Exercise: Convert the rows below into a two-column Markdown table headed Number and Line, giving each line its number and skipping blank lines. Leave the pictures out.

Extracted records:
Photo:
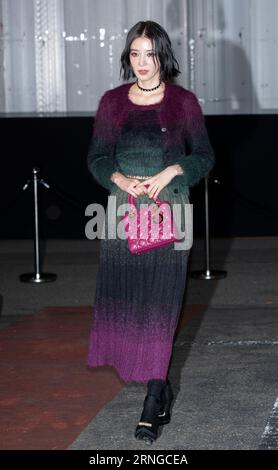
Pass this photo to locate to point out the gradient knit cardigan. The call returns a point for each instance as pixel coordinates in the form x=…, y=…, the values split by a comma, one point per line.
x=184, y=136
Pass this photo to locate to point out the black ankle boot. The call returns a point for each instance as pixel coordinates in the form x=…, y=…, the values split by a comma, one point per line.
x=167, y=396
x=147, y=427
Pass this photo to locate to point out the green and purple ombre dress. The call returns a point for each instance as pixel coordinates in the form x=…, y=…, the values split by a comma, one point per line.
x=138, y=298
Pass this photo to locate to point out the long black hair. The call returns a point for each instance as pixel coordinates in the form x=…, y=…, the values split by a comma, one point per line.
x=169, y=67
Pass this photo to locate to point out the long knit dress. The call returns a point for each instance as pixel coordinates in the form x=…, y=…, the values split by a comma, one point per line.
x=138, y=298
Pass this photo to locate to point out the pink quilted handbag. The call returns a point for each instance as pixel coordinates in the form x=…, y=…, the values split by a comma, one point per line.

Reply to the task:
| Number | Line |
|---|---|
| 1 | Photo: |
| 2 | Pass this photo to locate to point out the gradient knit cardigan. The call returns a point for each instance as pixel coordinates in the form x=…, y=…, the values split by a comma, one point per line. |
| 3 | x=184, y=136 |
| 4 | Pass this photo to locate to point out the black ankle boot. The call returns a point for each instance as pixel coordinates in the form x=…, y=…, the values split by a comma, one point per line. |
| 5 | x=167, y=396 |
| 6 | x=147, y=427 |
| 7 | Pass this photo to locate to point out the green and purple ombre dress. The call returns a point for each instance as pixel coordinates in the form x=…, y=…, the values split by a comma, one point per line. |
| 8 | x=138, y=298 |
| 9 | Pass this photo to locate to point out the long black hair. The call returns a point for each instance as pixel coordinates in the form x=…, y=…, the values split by a comma, one point per line. |
| 10 | x=169, y=67 |
| 11 | Pass this photo to locate to point out the long knit dress. The call returns a point for each instance as pixel coordinates in the form x=…, y=…, the values split by a comma, one point per line. |
| 12 | x=138, y=298 |
| 13 | Pass this photo to locate to point out the pink quilted handbag. The call returns a point for each instance as pixel coordinates in the form x=…, y=…, the values split by a comma, one point per line. |